Texto fornecido:
============================================================
Ilha de Trindade

Ilha de Trindade

19 de abril de 2013

Rômulo Mello e Luana B. Stocco falam sobre o esforço para recuperar esse paraíso                         Mesmo tão pequena, a ilha de Trindade, que está a 1.167 quilômetros de Vitória-ES,   tem atrações naturais diversificadas: são 12 praias, a maioria formada por solo de pedra e… Ver artigo

Rômulo Mello e Luana B. Stocco falam sobre o esforço para recuperar esse paraíso 

 

 

 

 

 

 

 

 

 

 

 

 Mesmo tão pequena, a ilha de Trindade, que está a 1.167 quilômetros de Vitória-ES,   tem atrações naturais diversificadas: são 12 praias, a maioria formada por solo de pedra e corais, e cada enseada possui uma característica diferente, como um pico, uma vegetação rasteira, uma piscina natural, solo de terra vermelha, túnel e costões íngremes.
============================================================
Registros de pontos rotulados:
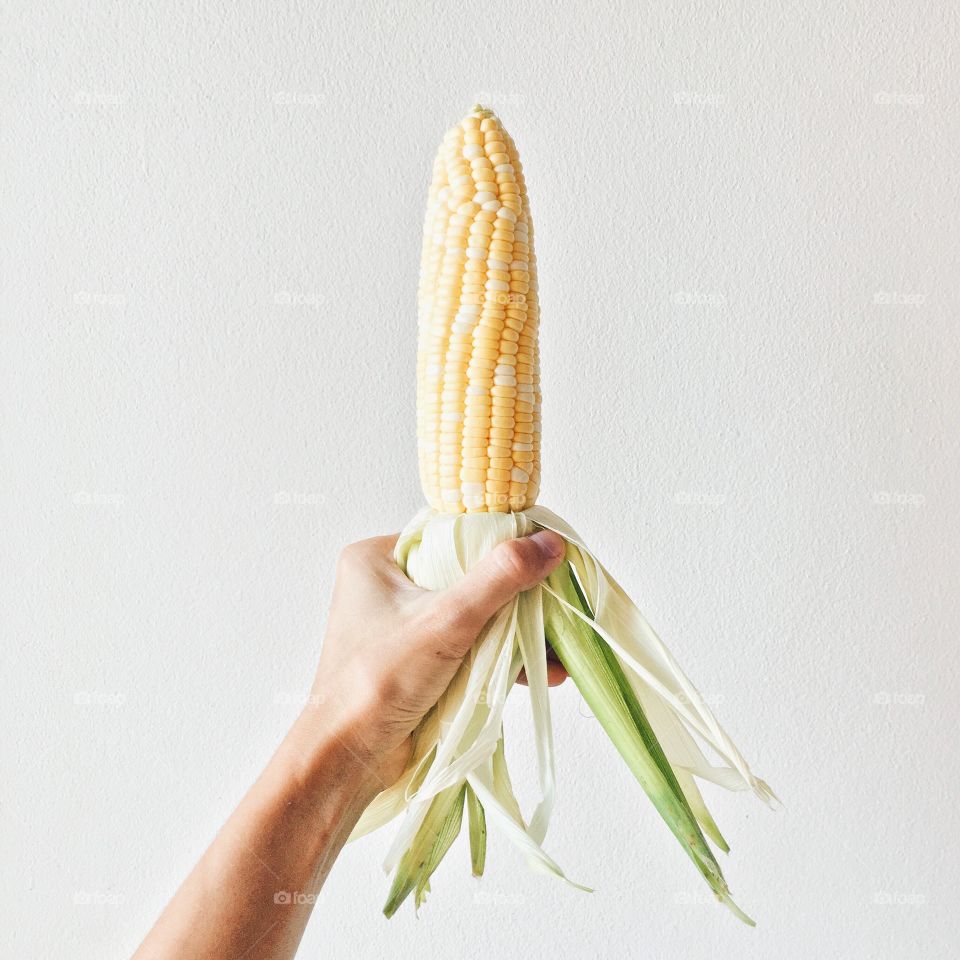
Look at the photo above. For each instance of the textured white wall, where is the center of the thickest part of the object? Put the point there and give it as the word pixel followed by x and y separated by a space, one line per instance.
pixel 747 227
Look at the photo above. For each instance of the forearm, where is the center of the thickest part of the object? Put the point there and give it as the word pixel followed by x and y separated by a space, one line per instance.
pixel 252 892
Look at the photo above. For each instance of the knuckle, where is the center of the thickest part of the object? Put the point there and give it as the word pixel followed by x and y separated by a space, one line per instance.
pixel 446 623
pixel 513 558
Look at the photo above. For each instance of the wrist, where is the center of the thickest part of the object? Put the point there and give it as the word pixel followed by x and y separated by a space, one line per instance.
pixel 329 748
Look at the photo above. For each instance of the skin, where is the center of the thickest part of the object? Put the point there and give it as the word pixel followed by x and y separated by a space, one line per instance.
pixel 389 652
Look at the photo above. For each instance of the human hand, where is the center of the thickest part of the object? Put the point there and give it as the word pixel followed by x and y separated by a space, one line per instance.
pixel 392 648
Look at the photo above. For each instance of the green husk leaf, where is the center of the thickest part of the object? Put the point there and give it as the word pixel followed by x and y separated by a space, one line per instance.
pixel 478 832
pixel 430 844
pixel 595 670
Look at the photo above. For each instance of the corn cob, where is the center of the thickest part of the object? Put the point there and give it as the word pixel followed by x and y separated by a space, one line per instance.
============================================================
O que se pede:
A) Segundo o texto sobre a ilha de Trindade, a que distância de Vitória-ES fica a ilha?
B) Retome o texto sobre a ilha de Trindade logo após a última frase apresentada.

Respostas por tarefa:
A) A 1.167 quilômetros.

B)
 Trindade foi ocupada por portugueses e ingleses e está sob domínio brasileiro desde 1910. Já recebeu visitas de piratas, pesquisadores e prisioneiros políticos 

Desde 1957 é guarnecida pela Marinha do Brasil, com cerca de 40 homens, que permanecem na ilha por períodos de quatro meses. Possui uma estação meteorológica que diariamente envia dados para a Diretoria de Hidrografia e Navegação. Recentemente, um grupo de pesquisadores e gestores ambientais participaram de uma expedição científica à Ilha. Dois deles, Rômulo Mello e Luana B.Stocco, conversaram longamente com a Folha do Meio sobre  a viagem. Rômulo tem história na gestão da política ambiental,  pois já foi presidente do Ibama e do ICMbio. Hoje é analista ambiental do ICMBio. Luana B. Stocco é bióloga e mestranda, pesquisadora da Universidade Federal do Espírito Santo.
  
Rômulo Mello e Luana B. Stocco – ENTREVISTA
 
Folha do Meio – Primeiro, como foi a viagem da costa até a ilha de Trindade?
Rômulo Mello – Olha, foi muito boa. Foram 90 horas de viagem a bordo do “NDCC Almirante Sabóia”. O NDCC é um navio lento, mas com grande estabilidade, pois funciona como embarcação de  descarga de carros de combate da Marinha do Brasil.  A estabilidade ainda foi ampliada por um presente nos concedido por Netuno, que ao longo de toda a viagem deixou o mar tranquilo e calmo. Durante o caminho, passamos por cima da Cadeia Vitória-Trindade, formada por montes submarinos que se estende perpendicularmente entre a Ilha da Trindade, o Arquipélago de Martin Vaz e a costa do estado do Espírito Santo.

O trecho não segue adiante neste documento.